--- START OF Data for the task ---

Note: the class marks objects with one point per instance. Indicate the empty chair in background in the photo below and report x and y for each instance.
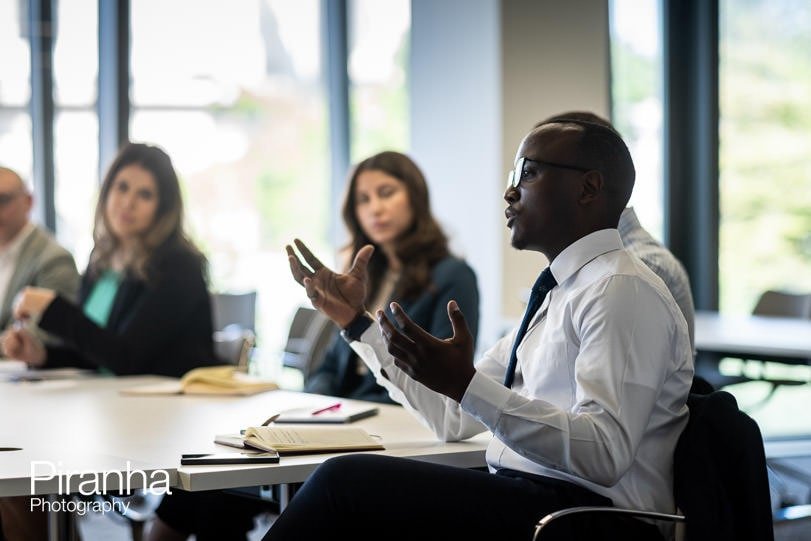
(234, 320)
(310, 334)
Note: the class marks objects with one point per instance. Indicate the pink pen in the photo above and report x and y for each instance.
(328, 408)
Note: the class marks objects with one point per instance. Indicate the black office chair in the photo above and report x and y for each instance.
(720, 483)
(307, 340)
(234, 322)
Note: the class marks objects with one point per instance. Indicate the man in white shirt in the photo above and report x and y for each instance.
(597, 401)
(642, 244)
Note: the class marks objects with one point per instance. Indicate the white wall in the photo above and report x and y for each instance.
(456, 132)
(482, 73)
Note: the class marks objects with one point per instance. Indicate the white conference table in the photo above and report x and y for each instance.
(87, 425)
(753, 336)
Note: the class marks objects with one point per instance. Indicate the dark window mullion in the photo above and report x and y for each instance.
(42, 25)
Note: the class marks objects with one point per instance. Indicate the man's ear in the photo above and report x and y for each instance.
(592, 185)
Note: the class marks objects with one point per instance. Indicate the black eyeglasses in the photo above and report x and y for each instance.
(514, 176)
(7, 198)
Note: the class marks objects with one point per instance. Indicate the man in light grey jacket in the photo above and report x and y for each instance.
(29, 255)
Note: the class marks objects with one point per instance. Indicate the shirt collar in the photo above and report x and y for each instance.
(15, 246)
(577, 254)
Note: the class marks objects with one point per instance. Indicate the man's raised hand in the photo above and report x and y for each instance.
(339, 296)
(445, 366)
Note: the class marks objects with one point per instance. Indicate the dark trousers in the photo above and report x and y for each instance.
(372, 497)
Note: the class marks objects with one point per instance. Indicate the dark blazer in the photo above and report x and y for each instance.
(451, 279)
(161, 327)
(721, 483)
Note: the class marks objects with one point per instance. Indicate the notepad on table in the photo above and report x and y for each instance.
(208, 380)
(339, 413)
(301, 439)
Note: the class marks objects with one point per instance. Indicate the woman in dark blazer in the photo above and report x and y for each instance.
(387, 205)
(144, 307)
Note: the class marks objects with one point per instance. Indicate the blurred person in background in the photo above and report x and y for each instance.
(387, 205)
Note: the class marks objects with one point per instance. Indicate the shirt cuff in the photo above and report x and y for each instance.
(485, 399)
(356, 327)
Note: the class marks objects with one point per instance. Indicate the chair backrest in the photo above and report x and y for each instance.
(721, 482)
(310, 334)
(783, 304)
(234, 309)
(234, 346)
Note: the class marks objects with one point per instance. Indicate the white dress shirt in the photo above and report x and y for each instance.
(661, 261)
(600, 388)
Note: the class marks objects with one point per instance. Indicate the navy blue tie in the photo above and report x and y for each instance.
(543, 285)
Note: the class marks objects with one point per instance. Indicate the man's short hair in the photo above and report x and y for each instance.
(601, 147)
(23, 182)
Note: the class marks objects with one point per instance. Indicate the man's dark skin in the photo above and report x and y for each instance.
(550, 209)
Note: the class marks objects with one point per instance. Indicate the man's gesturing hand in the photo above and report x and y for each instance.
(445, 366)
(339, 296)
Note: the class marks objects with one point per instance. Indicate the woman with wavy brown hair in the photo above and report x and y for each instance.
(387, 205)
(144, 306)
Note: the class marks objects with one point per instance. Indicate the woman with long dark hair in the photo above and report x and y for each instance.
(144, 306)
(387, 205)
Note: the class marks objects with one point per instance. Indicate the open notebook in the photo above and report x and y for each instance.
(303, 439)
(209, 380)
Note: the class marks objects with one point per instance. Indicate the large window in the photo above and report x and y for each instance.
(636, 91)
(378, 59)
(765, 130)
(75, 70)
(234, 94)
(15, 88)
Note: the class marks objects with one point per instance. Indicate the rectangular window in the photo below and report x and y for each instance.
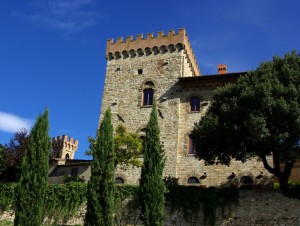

--- END OF Data for the task ---

* _Aim of the exercise_
Give all the lines above again, character for character, without pictures.

* _Response_
Note: the class marks objects with one point per instance. Indicate the empty chair in background in the photo below and report x and y for each instance.
(234, 320)
(310, 334)
Note: the class marks objects with one point per instance. Indicate the pink pen in the photo above and report x and y for each instance.
(328, 408)
Note: the class marks objects with one point per instance. Indicate the black office chair in the photo above and report x and y for each instance.
(720, 483)
(307, 340)
(234, 322)
Note: the class marks objects with one point per instance. Indicate the man in white shirt in the photo above and report x and y for each instance.
(597, 401)
(642, 244)
Note: the class marks objects with one point per instance. Indicate the white wall in the photo above and report x and y for each instance.
(456, 132)
(482, 73)
Note: the class marks objects with one point per instance. Indicate the white conference table in the photo above and report x and y for each instance.
(87, 425)
(753, 336)
Note: the class marks objects with one point per instance. Indicate the dark window mullion in the photo above and report x and y for each instance.
(42, 25)
Note: the class marks objects with one point per instance. Indicate the man's ear in the photo above and report x and y for each instance.
(592, 185)
Note: the class marks objects with one point per instance. Indicate the black eyeglasses in the photo above and report x and y for each instance.
(514, 176)
(7, 198)
Note: the class marks objects with one point per instance. Indicate the man in light grey jacket in the photo above and report x and y for each instance.
(29, 255)
Note: the class marks objects with one point per instance. Indicate the shirt collar in the photo above and report x and y for each instance.
(15, 246)
(577, 254)
Note: the class marks objects with one point per instance. Indicate the man's raised hand in the photo above and report x and y for each instance.
(339, 296)
(445, 366)
Note: the class marks objects with one point per instance. Indicate the dark trousers in the photo above and report x and y for each instance.
(372, 497)
Note: the class marks objects with one point per instance. Indicate the dark blazer in the photo above and report x and y for each instance.
(451, 279)
(161, 327)
(721, 483)
Note: the class marks objects with one point per instance. Indicate the notepad on table in the photo above and report x and y for each instance.
(208, 380)
(339, 413)
(301, 439)
Note: the class marks objects with one point per instance. Indicate the woman in dark blazer in the photo above and report x and y for each instance.
(387, 205)
(144, 307)
Note: the class marks objects with one point per instance. Indicate the blurred person in background in the photo above and report x and y for each instance.
(387, 205)
Note: the class marks objects with one point per instance. Indicate the shirt cuff in the photo above and report x and y for each instance.
(485, 399)
(356, 327)
Note: the class marks objects with one point per instance. Indicate the chair backrest in the photo above and report x and y for each instance.
(721, 482)
(310, 334)
(783, 304)
(234, 309)
(234, 346)
Note: the class marks objects with one point per instance. Indicate the white dress shirt in the photo above and report x and y for each instance.
(661, 261)
(600, 388)
Note: the class marks objects with one point per instance. Indicate the navy blue tie in the photo above and report x and y for each instance.
(543, 285)
Note: the class marks objects with one point per instance. Indicate the man's short hair in the photo above and report x and y for each instance.
(601, 147)
(23, 182)
Note: the class marks objects with one point per instance. Indicate the man's dark skin in the photo above and report x and y for each instance.
(550, 209)
Note: the class marks objects with one point per instance. Indicate the man's gesturing hand in the photo above and report x and y for each instance.
(445, 366)
(339, 296)
Note: the class marks objects with one point per instance. Indicate the woman with wavy brown hair in the photo above and report x and y for each instance.
(387, 205)
(144, 306)
Note: the class marks objects with one point per instance. Indicate the woman with long dark hair in the photo above and report x and y for each instance.
(144, 306)
(387, 205)
Note: the class marks objects with one point per instance. Indicate the open notebook in the photo above and report x and y for each instance.
(303, 439)
(209, 380)
Note: the class marks objects with one point per instance. Indicate the large window in the photo above and report x and y for each instance.
(636, 91)
(378, 59)
(765, 130)
(75, 70)
(234, 94)
(15, 88)
Note: the class marks objects with one point per instance. Indicate the rectangular window in the photo below and report x and y for each instance.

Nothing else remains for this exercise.